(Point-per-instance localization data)

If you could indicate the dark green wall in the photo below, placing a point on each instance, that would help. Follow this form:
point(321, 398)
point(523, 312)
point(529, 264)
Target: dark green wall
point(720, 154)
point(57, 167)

Task details -> Set down the line that contains "point(321, 398)" exactly. Do the same for each later line of the data, through the end, and add nothing.

Answer to this task ->
point(321, 398)
point(523, 312)
point(529, 264)
Target: dark green wall
point(720, 154)
point(57, 167)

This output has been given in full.